WRITTEN TASK: Please render everything in the entries below as a JSON list of strings, from the line containing "Locate every instance of cascading" down to the line containing "266,0 -> 756,893", with both of those lines included. Use one string per line and leave out blank lines.

DATA IN THIS EXERCISE:

★ ★ ★ ★

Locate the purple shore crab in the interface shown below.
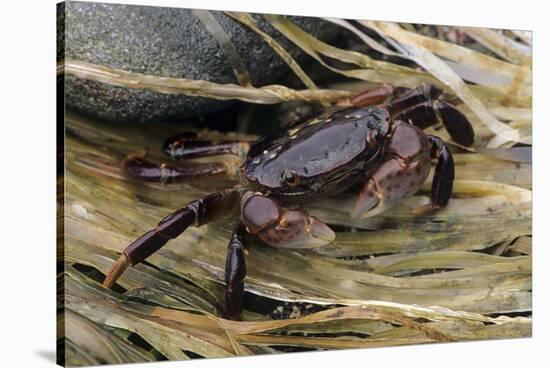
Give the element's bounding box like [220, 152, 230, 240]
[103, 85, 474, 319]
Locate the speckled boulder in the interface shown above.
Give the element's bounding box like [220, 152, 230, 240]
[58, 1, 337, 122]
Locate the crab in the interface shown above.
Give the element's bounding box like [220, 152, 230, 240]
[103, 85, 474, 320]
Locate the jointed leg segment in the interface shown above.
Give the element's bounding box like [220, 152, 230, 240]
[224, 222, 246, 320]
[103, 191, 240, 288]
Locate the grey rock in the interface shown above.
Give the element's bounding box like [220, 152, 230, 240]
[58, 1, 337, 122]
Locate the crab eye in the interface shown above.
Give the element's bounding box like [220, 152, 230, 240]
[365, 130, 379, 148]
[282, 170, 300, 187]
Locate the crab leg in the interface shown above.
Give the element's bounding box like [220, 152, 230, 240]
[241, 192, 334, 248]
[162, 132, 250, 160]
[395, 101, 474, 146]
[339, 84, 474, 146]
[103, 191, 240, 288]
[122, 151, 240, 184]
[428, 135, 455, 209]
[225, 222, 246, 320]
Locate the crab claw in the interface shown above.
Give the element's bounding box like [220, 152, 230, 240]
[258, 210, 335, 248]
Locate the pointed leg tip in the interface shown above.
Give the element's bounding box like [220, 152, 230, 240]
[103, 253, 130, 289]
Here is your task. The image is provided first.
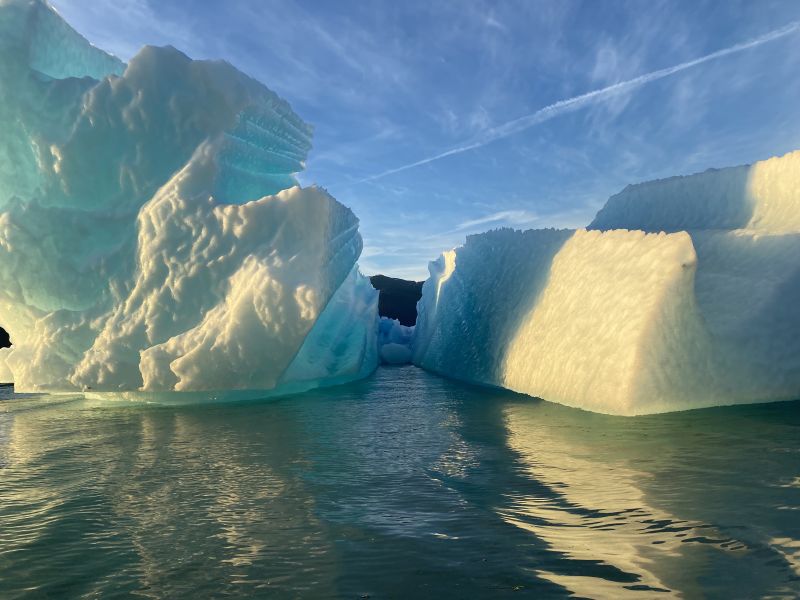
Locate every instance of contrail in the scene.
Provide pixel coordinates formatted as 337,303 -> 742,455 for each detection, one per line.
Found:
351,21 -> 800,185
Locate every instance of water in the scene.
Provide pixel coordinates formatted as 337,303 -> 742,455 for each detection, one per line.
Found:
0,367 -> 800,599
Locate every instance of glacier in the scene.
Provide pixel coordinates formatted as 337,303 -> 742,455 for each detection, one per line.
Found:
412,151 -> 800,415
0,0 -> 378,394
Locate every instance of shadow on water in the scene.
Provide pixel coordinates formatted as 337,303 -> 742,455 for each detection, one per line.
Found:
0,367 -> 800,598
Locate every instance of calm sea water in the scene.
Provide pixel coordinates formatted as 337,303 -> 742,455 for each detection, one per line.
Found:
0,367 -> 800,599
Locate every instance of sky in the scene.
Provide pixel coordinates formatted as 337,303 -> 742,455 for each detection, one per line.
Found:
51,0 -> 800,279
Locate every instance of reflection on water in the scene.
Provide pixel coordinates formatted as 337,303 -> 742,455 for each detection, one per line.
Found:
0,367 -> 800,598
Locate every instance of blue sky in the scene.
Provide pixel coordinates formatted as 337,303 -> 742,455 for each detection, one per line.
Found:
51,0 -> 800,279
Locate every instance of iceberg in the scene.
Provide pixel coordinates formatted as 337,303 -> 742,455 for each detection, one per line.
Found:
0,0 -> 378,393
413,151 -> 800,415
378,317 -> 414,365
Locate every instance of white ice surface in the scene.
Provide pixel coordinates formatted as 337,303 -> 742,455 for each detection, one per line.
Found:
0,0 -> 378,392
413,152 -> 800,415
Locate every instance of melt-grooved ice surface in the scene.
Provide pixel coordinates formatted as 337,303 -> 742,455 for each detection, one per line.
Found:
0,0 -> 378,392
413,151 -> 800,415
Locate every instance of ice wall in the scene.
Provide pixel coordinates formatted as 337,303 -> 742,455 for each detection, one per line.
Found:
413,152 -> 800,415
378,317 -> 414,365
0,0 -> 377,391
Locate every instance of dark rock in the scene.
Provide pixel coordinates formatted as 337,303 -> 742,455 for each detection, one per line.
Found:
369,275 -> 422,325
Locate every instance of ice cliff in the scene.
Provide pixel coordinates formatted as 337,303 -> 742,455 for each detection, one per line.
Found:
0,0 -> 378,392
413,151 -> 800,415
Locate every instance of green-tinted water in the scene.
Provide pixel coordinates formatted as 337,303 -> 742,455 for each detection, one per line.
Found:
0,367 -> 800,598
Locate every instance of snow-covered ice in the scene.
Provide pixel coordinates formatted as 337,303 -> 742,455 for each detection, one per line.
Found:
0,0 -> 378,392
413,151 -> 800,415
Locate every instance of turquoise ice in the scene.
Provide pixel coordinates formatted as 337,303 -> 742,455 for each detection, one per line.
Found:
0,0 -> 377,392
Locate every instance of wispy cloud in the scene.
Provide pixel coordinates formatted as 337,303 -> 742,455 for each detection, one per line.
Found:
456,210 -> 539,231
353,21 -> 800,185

★ ★ ★ ★

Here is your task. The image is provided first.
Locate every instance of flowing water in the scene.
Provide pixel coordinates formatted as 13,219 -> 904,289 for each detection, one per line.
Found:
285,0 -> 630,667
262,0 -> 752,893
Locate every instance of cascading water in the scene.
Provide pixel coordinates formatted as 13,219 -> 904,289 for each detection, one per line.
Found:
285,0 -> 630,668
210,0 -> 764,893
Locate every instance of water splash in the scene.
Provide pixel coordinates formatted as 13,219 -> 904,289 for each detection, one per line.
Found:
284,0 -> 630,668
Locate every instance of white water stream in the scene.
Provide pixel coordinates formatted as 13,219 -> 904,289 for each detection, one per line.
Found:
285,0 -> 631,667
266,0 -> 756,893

★ ★ ★ ★

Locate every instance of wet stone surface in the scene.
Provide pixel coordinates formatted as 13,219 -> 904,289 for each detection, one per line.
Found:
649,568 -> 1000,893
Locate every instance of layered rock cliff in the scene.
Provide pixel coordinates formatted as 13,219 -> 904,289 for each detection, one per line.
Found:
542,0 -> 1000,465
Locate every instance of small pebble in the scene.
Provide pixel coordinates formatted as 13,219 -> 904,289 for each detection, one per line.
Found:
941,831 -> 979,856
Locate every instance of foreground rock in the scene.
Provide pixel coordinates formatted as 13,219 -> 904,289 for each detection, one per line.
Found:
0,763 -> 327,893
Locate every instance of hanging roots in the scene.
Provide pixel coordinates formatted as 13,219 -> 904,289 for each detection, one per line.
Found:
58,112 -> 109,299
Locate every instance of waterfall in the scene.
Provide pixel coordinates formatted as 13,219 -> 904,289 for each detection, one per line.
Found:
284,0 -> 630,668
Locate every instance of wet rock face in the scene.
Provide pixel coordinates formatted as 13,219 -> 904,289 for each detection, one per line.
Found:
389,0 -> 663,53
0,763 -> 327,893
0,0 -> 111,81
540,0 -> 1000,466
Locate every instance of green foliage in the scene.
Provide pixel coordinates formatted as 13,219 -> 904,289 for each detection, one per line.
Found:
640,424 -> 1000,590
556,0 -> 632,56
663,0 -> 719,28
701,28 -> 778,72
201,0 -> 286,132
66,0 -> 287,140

★ ★ ★ ★

THE REPLY:
[
  "Locate every instance of cascading water in the scene.",
  "Provide pixel coordinates formatted as 13,219 -> 904,289 for each detection, one per line.",
  "Found:",
  "285,0 -> 630,668",
  "210,0 -> 764,893",
  "Locate every instance of water splash in the scene.",
  "Provide pixel coordinates formatted as 13,219 -> 904,289 for each detection, one per line.",
  "Found:",
  "284,0 -> 630,668",
  "Locate every instance of white water stream in the scene.",
  "Provide pixel coordinates formatted as 13,219 -> 904,289 for each detection, one per line.",
  "Found:",
  "285,0 -> 631,667",
  "266,0 -> 756,893"
]